§ To do:
Reproduce the data that follows in its entirety, character for character.

§ Supplied information:
Content starts

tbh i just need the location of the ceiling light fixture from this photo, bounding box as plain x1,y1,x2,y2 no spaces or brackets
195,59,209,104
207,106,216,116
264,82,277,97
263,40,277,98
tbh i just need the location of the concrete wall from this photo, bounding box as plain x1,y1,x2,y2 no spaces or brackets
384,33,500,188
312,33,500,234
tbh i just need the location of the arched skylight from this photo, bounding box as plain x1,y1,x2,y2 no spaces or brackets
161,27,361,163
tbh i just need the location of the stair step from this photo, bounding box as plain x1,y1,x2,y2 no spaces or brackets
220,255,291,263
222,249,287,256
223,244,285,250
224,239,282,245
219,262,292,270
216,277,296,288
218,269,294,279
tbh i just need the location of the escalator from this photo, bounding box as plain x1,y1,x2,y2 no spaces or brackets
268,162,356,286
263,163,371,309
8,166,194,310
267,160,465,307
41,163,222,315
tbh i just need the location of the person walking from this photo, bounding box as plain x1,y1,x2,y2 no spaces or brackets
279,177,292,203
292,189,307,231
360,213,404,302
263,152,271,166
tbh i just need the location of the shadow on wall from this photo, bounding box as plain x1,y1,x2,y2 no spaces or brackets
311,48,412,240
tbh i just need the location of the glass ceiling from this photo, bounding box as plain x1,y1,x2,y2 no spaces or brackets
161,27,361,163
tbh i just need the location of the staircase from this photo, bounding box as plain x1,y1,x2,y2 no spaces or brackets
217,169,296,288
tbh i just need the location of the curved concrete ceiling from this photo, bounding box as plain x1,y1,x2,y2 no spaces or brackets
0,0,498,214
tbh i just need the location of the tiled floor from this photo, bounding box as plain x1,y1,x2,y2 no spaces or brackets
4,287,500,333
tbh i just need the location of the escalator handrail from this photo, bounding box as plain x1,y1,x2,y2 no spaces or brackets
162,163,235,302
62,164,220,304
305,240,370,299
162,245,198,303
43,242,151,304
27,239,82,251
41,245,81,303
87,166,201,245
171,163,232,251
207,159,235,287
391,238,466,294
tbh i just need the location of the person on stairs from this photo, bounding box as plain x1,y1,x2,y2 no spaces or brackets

Content ends

§ Solution for this problem:
tbh i just need the location of the ceiling light fixture from this photo, bounding box as plain x1,y1,x2,y2 no spaces or brackets
195,59,209,104
207,106,216,116
264,82,277,97
263,40,277,98
tbh i just need the location of the concrete wall from this photo, bounding box as plain x1,y1,x2,y2 no spaces or brackets
384,33,500,188
312,33,500,234
tbh i just need the location of the arched skylight from this photo, bounding box as plain x1,y1,x2,y2 no spaces or brackets
161,27,361,163
tbh i just need the location of the stair step from this photo, bounding box as plain x1,y1,x2,y2 no spaces or brackets
220,255,291,263
222,249,287,256
223,244,285,250
224,239,282,245
219,262,292,270
216,277,296,288
218,269,294,279
tbh i just need the location of the escalator from this photo, bounding box as plain x1,y1,x2,y2 no spaces or brackets
268,162,356,286
263,163,371,309
8,166,194,310
267,160,465,307
41,163,222,315
tbh i just need the location of the person walking from this photo, bounding box as plain x1,y1,x2,y2 no spaces or brackets
279,177,292,203
292,189,307,231
360,213,404,302
263,152,271,166
tbh i just need the location of the shadow on wall from this photo, bounding box as plain x1,y1,x2,y2 no spaces or brackets
311,48,412,240
tbh i just need the location of the glass ceiling from this photo, bounding box as plain x1,y1,x2,y2 no spaces or brackets
161,27,361,163
tbh i just need the location of the staircase from this photo, bounding box as plain x1,y1,x2,y2 no spaces or brackets
217,169,296,288
tbh i just need the location of the curved concrete ceiling from this photo, bounding box as plain x1,y1,x2,y2 no spaces or brackets
0,0,498,214
tbh i just need the location of the tiled floor from this photo, bounding box as plain x1,y1,x2,y2 no spaces or brackets
4,287,500,333
tbh i just need the location of the escalator handrail from this photo, bounding box as plain x1,y1,x2,y2 no spaces or brackets
162,163,235,302
62,164,220,304
305,240,370,299
162,245,198,303
43,242,151,304
27,239,82,251
41,245,81,303
87,166,201,245
171,163,232,251
207,159,235,287
391,238,466,294
tbh i just need the location of the person on stairs from this photo, bounding box as plain x1,y1,x2,y2 no spaces or brackets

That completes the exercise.